▶ [Task to complete]: Which lines of the listing below contain the word "fence"? Report each of those lines in full, treating uppercase and lowercase as different.

begin

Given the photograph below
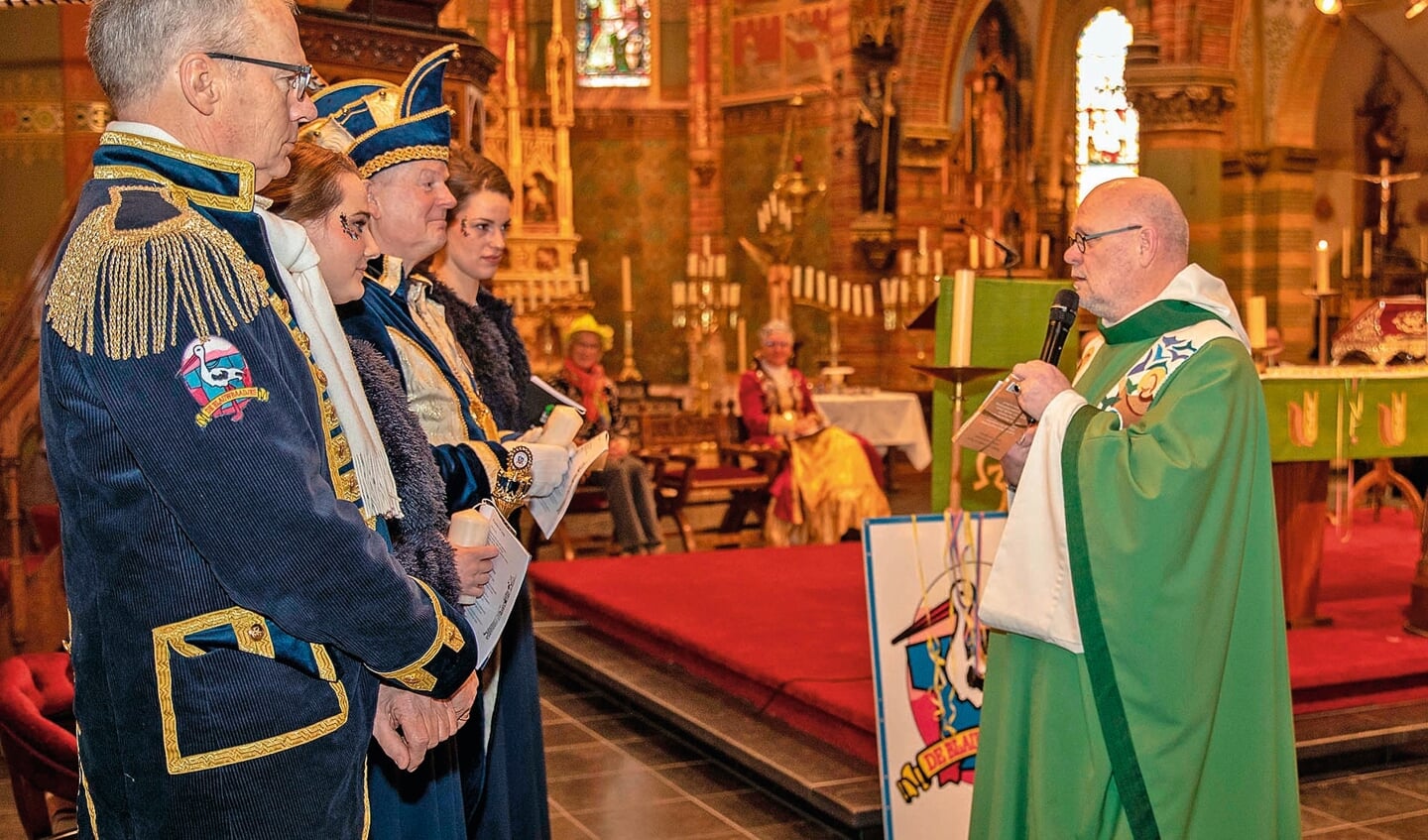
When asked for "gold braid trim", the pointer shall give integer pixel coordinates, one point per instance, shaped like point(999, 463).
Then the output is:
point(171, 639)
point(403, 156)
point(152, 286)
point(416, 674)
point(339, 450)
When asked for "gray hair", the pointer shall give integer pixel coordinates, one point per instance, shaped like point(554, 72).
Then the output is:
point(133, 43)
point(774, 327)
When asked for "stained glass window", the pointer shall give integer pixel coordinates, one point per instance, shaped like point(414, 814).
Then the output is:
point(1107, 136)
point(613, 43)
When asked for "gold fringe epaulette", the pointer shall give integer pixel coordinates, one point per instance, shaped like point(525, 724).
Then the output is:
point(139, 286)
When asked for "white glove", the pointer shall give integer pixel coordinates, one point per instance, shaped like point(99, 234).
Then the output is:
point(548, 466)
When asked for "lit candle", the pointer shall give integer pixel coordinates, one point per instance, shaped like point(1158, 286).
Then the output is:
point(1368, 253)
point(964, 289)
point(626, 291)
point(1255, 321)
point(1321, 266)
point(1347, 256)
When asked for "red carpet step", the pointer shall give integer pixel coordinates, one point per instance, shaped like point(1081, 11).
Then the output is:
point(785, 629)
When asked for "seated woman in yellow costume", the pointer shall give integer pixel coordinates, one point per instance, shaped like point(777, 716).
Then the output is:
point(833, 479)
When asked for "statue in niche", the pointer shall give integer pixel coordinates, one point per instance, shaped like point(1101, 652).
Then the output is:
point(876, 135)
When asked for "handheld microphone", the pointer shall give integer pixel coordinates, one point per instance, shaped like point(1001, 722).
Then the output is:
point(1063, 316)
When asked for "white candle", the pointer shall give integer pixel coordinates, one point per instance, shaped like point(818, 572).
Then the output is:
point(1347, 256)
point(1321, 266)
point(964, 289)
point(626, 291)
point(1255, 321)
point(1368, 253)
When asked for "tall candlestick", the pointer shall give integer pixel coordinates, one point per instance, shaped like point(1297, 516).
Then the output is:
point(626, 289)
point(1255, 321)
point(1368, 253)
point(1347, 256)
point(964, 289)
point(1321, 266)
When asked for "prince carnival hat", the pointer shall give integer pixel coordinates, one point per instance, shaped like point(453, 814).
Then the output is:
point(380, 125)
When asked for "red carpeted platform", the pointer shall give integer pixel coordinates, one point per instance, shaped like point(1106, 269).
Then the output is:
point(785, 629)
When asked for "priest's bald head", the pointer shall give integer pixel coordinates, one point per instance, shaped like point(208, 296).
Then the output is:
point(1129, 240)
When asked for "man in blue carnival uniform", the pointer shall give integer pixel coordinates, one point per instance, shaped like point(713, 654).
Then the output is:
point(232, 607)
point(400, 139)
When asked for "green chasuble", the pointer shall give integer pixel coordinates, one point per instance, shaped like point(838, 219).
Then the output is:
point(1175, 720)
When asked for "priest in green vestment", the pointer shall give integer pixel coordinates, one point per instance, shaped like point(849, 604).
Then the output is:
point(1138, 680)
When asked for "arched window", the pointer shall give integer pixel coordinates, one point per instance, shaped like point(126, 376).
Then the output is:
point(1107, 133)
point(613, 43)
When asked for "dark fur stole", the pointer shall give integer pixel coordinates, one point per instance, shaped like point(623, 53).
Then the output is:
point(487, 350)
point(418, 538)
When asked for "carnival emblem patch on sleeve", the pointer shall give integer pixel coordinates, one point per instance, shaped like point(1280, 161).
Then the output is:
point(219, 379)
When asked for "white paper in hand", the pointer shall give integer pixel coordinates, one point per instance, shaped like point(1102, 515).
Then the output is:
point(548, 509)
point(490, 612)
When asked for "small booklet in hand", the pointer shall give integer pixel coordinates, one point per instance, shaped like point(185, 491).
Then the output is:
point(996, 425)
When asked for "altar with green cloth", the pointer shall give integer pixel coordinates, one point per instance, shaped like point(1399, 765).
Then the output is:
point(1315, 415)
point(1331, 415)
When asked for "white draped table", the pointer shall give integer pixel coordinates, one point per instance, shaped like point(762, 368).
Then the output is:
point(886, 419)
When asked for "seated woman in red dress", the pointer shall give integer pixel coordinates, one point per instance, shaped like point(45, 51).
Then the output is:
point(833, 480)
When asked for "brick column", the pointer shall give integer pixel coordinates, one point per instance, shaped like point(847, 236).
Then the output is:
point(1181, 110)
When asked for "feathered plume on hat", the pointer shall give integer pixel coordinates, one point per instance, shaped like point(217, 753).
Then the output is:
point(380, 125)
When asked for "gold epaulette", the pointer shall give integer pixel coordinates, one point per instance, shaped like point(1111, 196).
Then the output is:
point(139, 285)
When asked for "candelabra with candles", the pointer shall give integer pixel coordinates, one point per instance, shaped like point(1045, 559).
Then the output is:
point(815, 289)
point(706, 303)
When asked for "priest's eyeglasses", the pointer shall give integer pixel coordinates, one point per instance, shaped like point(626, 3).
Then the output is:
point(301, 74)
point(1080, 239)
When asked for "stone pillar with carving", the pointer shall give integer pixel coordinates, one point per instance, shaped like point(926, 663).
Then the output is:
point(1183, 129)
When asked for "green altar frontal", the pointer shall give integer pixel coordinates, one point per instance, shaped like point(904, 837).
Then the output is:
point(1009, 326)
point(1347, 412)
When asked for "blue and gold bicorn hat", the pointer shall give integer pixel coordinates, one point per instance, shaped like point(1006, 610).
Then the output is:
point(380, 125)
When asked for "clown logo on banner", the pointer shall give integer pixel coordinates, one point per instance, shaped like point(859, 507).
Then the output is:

end
begin

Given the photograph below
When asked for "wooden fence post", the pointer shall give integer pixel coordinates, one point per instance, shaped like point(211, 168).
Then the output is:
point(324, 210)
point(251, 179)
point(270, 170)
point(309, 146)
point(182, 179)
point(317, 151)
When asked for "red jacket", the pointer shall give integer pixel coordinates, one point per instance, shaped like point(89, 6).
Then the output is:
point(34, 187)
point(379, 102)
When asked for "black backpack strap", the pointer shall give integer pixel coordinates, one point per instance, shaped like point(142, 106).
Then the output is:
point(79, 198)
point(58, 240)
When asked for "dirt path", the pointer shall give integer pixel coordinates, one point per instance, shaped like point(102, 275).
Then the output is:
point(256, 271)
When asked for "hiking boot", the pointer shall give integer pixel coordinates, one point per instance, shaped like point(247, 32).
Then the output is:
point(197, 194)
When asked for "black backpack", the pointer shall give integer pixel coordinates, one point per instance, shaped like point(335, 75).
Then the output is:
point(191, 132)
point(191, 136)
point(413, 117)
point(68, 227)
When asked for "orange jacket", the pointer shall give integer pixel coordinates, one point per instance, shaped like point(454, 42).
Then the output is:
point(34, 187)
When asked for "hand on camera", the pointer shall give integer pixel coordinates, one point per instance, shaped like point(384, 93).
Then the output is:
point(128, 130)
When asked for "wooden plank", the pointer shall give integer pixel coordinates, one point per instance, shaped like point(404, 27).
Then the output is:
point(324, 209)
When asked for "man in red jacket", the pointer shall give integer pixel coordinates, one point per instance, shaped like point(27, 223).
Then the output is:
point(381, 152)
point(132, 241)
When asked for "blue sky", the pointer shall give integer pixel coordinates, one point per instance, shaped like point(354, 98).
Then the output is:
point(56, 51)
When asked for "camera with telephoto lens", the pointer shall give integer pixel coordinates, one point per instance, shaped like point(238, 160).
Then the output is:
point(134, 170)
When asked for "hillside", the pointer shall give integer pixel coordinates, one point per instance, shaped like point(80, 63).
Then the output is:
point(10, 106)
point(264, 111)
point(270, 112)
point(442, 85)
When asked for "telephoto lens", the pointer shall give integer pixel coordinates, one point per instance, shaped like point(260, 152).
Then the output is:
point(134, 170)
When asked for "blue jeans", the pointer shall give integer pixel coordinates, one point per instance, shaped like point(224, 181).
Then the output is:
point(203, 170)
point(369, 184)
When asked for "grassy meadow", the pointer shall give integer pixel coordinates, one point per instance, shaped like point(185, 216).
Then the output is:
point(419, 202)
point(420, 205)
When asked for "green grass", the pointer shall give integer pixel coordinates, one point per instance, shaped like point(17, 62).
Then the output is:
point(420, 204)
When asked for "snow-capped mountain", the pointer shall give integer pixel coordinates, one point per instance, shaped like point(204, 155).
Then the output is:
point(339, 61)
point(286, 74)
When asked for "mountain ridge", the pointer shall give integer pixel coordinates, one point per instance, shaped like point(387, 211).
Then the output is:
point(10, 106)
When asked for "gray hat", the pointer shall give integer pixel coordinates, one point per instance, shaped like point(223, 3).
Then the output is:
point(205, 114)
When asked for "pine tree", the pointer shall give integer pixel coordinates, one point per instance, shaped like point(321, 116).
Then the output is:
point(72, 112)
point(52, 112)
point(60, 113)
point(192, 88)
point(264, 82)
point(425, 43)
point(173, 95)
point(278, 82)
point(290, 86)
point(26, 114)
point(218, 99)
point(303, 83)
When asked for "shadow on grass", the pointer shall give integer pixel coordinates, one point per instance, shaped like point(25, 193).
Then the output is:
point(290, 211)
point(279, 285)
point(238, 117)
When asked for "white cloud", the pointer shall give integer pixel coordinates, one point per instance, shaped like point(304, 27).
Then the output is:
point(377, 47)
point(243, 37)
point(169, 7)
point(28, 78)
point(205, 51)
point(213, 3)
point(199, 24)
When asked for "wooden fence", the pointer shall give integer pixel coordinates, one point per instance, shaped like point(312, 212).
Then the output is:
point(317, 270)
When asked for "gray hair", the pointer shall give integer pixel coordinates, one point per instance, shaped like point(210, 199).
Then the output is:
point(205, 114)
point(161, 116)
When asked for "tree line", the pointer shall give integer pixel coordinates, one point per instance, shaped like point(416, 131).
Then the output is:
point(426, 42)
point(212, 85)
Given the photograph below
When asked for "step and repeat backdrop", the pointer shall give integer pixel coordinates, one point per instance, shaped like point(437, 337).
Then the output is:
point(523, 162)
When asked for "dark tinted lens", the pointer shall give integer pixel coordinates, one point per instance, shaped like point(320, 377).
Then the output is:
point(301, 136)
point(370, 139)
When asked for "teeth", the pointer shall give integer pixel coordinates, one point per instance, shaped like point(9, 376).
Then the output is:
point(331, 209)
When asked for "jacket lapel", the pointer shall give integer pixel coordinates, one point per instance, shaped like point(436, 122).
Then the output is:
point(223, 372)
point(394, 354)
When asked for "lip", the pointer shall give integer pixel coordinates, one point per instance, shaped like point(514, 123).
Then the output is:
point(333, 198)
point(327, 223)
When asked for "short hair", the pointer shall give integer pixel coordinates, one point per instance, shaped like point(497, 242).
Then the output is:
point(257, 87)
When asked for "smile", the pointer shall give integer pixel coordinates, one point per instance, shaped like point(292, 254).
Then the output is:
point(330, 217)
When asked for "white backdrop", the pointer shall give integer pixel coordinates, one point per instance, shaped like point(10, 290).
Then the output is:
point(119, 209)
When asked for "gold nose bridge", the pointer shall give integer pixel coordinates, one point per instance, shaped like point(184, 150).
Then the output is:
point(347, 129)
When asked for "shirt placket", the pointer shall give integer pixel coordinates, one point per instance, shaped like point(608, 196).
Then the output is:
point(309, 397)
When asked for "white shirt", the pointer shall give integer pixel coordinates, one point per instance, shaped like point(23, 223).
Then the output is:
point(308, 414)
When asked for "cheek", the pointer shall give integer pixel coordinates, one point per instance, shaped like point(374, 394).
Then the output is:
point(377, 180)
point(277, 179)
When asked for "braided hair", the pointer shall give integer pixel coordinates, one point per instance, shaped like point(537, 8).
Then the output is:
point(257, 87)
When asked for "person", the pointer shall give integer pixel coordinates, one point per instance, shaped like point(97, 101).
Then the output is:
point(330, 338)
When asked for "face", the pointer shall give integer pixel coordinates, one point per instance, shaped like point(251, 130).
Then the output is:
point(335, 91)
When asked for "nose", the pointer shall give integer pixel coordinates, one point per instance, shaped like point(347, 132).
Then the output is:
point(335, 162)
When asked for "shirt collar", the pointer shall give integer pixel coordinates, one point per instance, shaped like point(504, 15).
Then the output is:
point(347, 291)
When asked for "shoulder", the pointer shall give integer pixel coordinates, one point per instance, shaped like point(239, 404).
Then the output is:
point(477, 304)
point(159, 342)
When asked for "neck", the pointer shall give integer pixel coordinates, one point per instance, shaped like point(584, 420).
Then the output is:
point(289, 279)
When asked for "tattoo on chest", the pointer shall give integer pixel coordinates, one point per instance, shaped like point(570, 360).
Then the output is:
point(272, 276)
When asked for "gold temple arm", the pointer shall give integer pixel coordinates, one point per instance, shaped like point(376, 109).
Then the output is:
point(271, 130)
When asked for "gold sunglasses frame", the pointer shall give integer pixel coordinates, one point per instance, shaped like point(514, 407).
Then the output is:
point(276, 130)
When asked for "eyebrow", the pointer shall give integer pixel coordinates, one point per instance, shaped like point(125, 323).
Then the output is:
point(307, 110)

end

▶ [Response for this exercise]:
When asked for "wooden fence post", the pointer shall give integer pixel coordinates, one point per instance, shaped like point(211, 168).
When asked for "wooden fence", the pointer shall give integer pixel coordinates, one point per instance, shaped like point(312, 212).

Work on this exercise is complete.